## Start DATASET CONTENT
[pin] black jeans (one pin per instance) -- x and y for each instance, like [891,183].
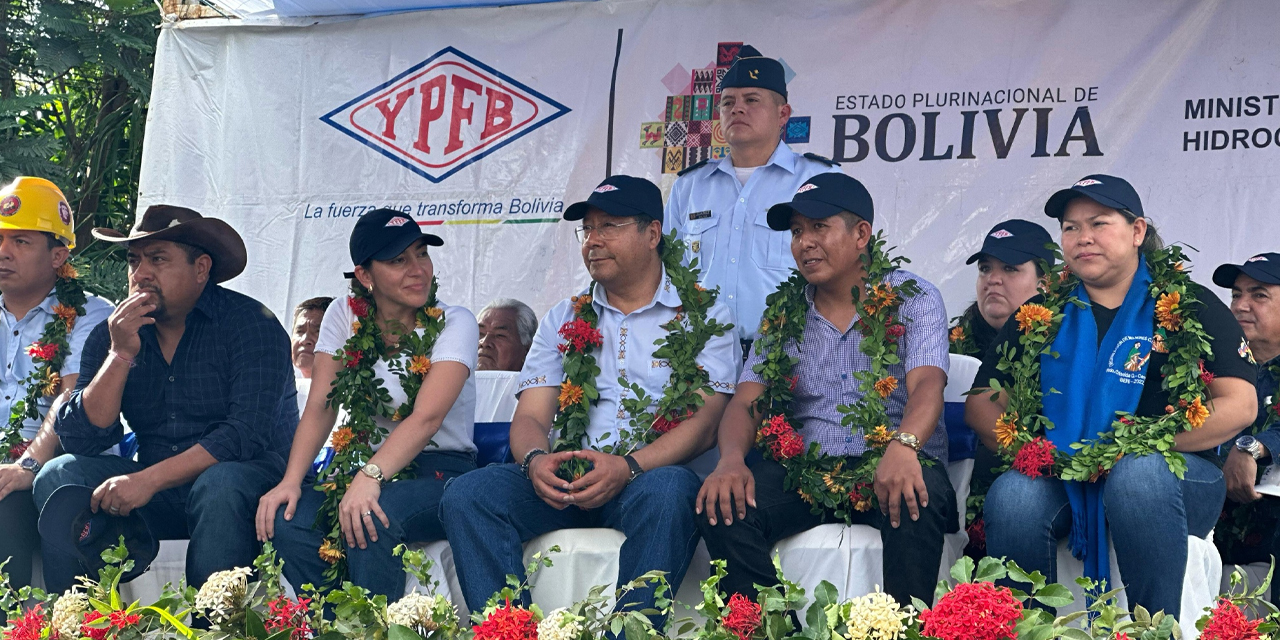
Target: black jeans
[912,552]
[19,540]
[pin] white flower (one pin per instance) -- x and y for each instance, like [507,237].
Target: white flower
[560,625]
[223,595]
[68,613]
[420,612]
[876,616]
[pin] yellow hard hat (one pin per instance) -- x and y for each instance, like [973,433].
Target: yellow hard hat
[36,205]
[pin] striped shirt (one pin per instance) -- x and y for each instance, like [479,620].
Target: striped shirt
[830,357]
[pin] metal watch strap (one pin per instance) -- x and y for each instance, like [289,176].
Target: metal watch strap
[529,458]
[635,467]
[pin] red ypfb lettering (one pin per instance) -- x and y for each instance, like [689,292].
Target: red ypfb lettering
[433,106]
[461,113]
[497,114]
[389,112]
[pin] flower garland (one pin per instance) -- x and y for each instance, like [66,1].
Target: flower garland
[48,353]
[364,398]
[822,480]
[1020,429]
[688,333]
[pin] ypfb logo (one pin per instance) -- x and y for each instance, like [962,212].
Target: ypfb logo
[443,114]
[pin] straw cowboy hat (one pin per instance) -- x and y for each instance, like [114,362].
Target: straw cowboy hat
[178,224]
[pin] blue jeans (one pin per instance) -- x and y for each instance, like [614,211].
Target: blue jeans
[490,512]
[411,506]
[215,512]
[1150,513]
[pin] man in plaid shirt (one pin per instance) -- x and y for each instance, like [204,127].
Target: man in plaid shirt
[744,503]
[204,378]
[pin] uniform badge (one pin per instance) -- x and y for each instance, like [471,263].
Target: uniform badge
[9,205]
[1246,352]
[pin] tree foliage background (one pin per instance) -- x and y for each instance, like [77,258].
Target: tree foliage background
[74,82]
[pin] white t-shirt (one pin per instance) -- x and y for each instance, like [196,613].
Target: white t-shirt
[458,342]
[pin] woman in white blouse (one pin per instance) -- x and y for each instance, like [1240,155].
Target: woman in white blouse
[394,266]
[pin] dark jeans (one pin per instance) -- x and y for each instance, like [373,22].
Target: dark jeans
[913,552]
[412,507]
[1150,513]
[215,512]
[490,512]
[21,539]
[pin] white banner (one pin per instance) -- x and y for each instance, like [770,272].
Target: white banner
[485,123]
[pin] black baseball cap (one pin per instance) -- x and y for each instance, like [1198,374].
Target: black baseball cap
[823,196]
[69,525]
[385,233]
[1264,268]
[752,69]
[1104,190]
[1015,242]
[622,196]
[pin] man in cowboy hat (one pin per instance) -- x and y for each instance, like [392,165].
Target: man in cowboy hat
[202,375]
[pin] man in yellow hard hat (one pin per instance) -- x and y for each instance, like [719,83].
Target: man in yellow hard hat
[45,319]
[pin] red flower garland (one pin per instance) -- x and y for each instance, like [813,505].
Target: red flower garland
[45,351]
[508,622]
[743,617]
[284,613]
[973,611]
[1228,622]
[784,440]
[1034,458]
[579,334]
[28,626]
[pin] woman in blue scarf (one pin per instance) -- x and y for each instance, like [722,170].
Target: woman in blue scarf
[1142,506]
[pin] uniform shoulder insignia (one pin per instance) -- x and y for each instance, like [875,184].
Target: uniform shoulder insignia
[690,168]
[821,159]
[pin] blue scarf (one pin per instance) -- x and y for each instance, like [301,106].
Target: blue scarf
[1093,380]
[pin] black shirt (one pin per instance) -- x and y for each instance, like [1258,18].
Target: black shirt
[1224,336]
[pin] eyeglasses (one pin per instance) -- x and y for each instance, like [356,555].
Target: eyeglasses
[606,232]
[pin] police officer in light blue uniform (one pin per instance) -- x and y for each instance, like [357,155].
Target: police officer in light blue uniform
[718,206]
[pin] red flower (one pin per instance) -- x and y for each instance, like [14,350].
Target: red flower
[1228,622]
[284,613]
[1206,375]
[46,352]
[507,622]
[18,449]
[359,306]
[782,438]
[28,626]
[743,617]
[94,632]
[353,357]
[1034,458]
[973,611]
[122,620]
[580,334]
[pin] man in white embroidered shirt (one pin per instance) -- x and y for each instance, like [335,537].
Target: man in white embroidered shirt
[645,492]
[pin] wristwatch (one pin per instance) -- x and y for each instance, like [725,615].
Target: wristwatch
[373,471]
[635,467]
[30,464]
[909,439]
[529,460]
[1249,444]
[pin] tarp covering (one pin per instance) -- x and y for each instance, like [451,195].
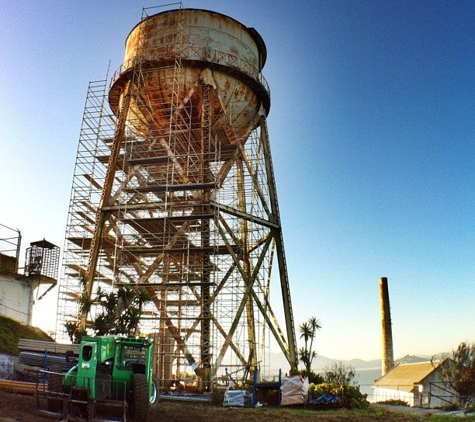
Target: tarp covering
[294,390]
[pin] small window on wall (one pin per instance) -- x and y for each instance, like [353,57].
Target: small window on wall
[87,353]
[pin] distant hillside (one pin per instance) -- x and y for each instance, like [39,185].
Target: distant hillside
[11,331]
[322,362]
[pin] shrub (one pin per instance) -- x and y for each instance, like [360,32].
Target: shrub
[351,396]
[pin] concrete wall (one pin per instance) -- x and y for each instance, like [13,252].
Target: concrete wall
[15,298]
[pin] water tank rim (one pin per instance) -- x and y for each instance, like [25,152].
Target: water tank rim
[252,31]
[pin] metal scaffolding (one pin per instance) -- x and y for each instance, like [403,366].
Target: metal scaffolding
[171,195]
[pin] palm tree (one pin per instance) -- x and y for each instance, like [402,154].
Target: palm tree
[308,331]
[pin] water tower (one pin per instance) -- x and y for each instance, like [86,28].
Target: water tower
[174,192]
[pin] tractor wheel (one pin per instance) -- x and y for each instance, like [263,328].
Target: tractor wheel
[139,398]
[154,392]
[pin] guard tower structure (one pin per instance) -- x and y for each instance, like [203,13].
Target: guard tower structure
[174,195]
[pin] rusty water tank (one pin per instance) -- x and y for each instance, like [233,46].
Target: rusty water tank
[205,45]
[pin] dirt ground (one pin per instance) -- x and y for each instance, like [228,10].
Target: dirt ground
[22,408]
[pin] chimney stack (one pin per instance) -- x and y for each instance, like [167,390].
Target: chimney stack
[386,331]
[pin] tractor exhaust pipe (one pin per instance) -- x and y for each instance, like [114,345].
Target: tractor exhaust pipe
[386,331]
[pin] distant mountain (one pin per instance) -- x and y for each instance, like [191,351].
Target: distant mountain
[410,359]
[278,361]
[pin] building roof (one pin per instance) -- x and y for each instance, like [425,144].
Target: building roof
[404,377]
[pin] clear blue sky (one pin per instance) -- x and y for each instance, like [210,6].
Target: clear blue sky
[372,132]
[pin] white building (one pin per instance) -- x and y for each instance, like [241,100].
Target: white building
[418,384]
[18,291]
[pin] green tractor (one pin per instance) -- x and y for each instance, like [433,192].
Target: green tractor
[113,376]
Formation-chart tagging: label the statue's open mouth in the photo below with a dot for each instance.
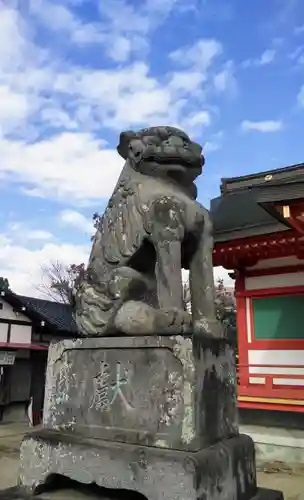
(180, 159)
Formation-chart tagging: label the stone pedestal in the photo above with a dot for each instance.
(156, 415)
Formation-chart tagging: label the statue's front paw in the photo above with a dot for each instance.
(209, 328)
(173, 321)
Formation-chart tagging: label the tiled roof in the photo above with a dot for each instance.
(240, 211)
(56, 315)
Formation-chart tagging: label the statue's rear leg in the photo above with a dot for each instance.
(166, 230)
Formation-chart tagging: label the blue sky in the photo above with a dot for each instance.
(74, 73)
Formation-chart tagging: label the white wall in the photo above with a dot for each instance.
(3, 332)
(21, 334)
(7, 313)
(280, 262)
(274, 281)
(277, 358)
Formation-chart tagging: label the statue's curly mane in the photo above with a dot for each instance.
(123, 227)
## End DATASET CONTENT
# EXERCISE AIM
Format the data as a numbered list, beginning at the line that contains "Formation-chart tagging: label the statue's open" and stopping at the end of the data. Leave out blank lines and pictures.

# SOLUTION TO THE PROBLEM
1. Formation-chart tagging: label the statue's open mouth in the photo below with a dot for each instance.
2. (180, 159)
3. Formation-chart tagging: label the stone pedestal in the photo above with a dot for each instance.
4. (156, 415)
5. Formation-chart tagging: label the statue's front paw in the photo above with a dot for each instance.
6. (209, 328)
7. (173, 321)
8. Formation-chart tagging: label the tiled roof in the photo above with a dot for each instance.
9. (240, 211)
10. (56, 315)
11. Formation-chart tagging: label the statue's rear leg in the photo above with a dot for each instance.
12. (166, 230)
13. Formation-chart tagging: label the blue sky in the photo above with a dot for each instance.
14. (74, 73)
15. Formation-chart tagging: label the white wall in the photo above with a dot for each instance.
16. (3, 332)
17. (21, 334)
18. (7, 313)
19. (280, 262)
20. (274, 281)
21. (277, 358)
22. Formation-chart tagging: label the statue's curly mane in the photo above with a dot for each instance.
23. (123, 227)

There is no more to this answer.